In the forum thread about python word play, what word does "melon" become when shifted by -10?

* Begin PASSAGE GIVEN *

PDA

View Full Version : python word play



bg11
April 16th, 2008, 07:28 PM
Partly due to the enthusiasm shown here for python, I decided to have a go at learning it. I'm going through Downey's Python book from the green tea site. But I'm stuck on an exercise involving reading in a word list, searching for pairs of words which are shifts or "rotations" of each other, e.g. melon shifted by -10 is cubed.

I've written some code, which seems to work, but it takes a very long time to finish the whole word list (see attachment, filename=brit-a-z). I'm sure there's some reasonably simple way of optimising it. Advice, tips, hints?

Here's the code:


dord = {}
def list_rotations(file):
fin = open(file)
nlines = 0
for line in fin:
word = line.strip()
i = 0
if len(word) < 4: ### for testing ###
ord_list = []
while i < len(word):
if word[i] in dord: o = dord[word[i]]
else:
o = ord(word[i])
ord_list.append(o)

i += 1
dord[word] = ord_list
nlines += 1

for k1 in dord:
for k2 in dord:
if k1 != k2 and len(k1) == len(k2):
are_rotated(k1, k2)

def are_rotated(word1, word2):
shift = [0]*len(word1)
i = 0
for o in dord[word1]:
lord = dord[word2]
if o == lord[i]: rotated = False
shift[i] = o - lord[i]
if shift[i] < 0: shift[i] += 26
if i>0:
if shift[i] != shift[i-1]: return False
i += 1
print word1, word2, shift[0]

list_rotations('brit-a-z.txt')

smartbei
April 17th, 2008, 06:52 PM
Check this out:



ASCII_a = ord('a')

def main(filename):
fd = open(filename, "r")
words = []
for line in fd.readlines():
if line.find("'") == -1:
words.append(line.strip())

word_dict = {}
for word in words:
rot = calc_rotate(word)
if word_dict.has_key(rot):
word_dict[rot].append(word)
else:
word_dict[rot] = [word]

to_rem = []
for a,b in word_dict.iteritems():
if len(b) == 1:
to_rem.append(a)

for a in to_rem:
word_dict.pop(a)

for a in word_dict:
print word_dict[a]

def calc_rotate(word):
diff = ord(word[0]) - ASCII_a
return ''.join([chr(ASCII_a + ((ord(a) - ASCII_a - diff) % 26)) for a in list(word)])

* End PASSAGE GIVEN *
* Begin GIVEN ENTRIES *

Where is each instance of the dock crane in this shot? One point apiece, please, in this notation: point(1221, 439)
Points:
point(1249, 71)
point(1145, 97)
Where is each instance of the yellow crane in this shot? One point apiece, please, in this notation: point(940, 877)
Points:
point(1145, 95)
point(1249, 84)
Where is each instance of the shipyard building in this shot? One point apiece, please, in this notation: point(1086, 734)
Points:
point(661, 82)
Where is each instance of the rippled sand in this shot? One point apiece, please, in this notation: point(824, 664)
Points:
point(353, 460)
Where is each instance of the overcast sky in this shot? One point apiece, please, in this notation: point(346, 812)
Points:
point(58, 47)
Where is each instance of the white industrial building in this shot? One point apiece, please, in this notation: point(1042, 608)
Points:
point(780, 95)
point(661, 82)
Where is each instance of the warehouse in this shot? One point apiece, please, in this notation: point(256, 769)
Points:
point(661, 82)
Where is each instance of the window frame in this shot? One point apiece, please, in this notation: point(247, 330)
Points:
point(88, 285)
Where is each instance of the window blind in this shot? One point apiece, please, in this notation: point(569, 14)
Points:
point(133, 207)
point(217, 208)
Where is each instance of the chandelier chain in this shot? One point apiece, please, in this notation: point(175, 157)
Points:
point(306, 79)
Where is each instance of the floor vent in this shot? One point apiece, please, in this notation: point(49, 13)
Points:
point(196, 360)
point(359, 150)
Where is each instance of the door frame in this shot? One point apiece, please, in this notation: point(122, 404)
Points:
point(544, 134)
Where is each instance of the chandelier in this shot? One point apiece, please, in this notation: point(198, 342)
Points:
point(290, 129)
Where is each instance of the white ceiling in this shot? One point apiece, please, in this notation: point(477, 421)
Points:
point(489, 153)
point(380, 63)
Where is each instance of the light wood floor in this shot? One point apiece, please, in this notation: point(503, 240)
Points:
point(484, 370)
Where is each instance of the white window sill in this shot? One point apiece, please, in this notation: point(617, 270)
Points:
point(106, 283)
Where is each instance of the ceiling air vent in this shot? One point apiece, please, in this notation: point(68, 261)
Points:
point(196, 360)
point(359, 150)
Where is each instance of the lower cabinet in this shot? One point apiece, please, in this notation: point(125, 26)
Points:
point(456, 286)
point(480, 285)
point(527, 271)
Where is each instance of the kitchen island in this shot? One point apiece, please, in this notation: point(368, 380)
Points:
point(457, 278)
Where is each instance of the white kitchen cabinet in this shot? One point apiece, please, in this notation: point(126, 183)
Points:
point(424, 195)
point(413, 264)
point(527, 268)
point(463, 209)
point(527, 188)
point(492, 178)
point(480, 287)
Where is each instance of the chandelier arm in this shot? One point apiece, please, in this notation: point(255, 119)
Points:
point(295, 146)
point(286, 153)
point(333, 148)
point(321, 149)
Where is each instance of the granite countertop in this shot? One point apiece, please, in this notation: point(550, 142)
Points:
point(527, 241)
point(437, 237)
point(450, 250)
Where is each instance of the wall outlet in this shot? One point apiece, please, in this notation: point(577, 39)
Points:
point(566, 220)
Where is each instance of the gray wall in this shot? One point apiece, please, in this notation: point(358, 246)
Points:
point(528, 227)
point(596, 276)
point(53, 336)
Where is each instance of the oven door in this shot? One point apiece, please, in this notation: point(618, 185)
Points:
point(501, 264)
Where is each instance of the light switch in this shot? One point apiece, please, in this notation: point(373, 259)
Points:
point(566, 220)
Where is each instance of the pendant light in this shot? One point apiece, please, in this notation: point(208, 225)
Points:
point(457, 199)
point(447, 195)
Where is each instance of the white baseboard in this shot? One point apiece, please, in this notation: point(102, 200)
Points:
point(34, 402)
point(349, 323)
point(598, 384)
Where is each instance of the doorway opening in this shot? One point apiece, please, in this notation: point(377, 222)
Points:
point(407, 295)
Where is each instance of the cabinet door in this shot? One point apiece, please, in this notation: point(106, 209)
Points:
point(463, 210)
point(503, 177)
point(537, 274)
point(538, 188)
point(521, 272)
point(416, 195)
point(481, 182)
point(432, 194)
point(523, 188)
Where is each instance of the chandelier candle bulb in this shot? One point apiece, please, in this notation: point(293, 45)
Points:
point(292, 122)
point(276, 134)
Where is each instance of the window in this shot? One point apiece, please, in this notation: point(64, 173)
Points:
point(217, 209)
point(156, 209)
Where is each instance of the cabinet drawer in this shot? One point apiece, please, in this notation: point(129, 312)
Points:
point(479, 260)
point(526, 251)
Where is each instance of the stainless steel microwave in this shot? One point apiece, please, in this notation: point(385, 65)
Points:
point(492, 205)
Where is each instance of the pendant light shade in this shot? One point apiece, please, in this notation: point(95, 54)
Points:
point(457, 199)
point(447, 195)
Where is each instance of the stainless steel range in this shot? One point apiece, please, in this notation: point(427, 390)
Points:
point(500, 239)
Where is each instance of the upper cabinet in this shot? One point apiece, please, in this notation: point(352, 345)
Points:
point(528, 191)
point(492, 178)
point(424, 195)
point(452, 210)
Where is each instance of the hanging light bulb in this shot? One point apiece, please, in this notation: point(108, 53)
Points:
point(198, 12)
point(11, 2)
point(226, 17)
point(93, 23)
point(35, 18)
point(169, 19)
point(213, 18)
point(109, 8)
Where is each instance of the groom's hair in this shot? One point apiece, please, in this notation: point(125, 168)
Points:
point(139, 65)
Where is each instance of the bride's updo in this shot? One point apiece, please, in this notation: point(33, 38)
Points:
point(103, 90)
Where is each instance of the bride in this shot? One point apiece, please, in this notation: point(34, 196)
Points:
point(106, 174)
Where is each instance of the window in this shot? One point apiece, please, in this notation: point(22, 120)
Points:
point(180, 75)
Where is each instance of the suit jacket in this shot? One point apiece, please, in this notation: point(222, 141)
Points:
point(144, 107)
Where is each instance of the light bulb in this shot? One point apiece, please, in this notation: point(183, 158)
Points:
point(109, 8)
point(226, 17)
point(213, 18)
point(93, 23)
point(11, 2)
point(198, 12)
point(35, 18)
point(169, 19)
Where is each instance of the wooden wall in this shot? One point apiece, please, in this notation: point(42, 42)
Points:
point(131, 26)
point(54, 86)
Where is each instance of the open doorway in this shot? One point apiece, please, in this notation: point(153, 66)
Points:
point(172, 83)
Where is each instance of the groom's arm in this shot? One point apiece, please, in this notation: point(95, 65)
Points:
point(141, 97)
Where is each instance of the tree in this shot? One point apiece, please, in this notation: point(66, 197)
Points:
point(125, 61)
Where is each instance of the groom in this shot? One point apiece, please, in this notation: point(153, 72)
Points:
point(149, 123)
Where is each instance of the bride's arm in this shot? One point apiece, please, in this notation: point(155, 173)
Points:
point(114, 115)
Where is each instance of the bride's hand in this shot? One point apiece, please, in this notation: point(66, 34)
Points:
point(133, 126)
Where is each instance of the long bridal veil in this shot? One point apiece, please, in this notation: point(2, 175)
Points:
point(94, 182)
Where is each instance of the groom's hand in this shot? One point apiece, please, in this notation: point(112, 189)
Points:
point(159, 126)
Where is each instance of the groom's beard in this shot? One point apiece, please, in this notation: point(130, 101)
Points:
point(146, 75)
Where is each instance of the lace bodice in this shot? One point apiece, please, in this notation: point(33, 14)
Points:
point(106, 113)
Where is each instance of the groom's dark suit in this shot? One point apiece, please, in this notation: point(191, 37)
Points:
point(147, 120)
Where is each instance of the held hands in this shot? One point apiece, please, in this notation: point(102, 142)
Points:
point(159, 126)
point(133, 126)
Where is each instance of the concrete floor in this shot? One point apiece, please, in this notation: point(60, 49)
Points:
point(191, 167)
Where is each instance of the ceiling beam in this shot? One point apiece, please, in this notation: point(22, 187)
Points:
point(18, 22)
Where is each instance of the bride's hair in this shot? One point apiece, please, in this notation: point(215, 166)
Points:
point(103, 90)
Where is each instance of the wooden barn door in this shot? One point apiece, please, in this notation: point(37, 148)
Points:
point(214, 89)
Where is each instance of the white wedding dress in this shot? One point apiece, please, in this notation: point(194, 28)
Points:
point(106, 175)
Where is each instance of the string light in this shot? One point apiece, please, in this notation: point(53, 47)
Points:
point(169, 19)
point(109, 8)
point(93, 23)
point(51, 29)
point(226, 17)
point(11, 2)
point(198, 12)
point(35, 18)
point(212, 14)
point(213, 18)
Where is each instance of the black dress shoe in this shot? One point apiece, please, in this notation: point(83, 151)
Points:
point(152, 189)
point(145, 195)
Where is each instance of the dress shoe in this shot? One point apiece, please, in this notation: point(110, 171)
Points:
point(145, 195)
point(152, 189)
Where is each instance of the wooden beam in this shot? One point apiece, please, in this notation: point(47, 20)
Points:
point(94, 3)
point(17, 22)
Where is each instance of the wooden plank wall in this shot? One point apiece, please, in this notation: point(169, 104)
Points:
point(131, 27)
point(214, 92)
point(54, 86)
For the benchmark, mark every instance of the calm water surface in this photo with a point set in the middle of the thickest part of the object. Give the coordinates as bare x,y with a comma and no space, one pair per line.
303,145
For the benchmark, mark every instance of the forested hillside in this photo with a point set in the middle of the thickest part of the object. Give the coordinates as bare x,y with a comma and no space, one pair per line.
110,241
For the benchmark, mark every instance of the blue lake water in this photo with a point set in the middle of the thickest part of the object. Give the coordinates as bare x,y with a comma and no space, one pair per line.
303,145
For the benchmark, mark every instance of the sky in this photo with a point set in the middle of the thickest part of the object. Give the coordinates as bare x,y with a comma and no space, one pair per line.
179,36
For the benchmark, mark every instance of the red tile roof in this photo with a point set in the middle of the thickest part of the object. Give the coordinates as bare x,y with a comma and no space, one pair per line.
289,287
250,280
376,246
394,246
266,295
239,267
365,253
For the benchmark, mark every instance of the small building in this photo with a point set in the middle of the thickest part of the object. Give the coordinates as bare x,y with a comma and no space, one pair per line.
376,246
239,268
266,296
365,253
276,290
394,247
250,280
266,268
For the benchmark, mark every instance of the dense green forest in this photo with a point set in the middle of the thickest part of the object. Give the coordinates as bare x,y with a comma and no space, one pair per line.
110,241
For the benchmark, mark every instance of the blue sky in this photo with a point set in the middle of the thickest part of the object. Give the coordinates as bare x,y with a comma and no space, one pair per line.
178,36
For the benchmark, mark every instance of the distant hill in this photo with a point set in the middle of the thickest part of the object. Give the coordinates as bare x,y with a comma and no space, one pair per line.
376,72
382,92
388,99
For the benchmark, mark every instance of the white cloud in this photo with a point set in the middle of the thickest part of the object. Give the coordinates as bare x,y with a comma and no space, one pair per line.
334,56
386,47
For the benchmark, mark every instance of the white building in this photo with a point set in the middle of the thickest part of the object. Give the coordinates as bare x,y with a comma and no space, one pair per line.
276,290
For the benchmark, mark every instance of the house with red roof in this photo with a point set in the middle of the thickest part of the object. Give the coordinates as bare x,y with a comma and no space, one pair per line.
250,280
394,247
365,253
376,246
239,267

* End GIVEN ENTRIES *

ANSWER BELOW: Cubed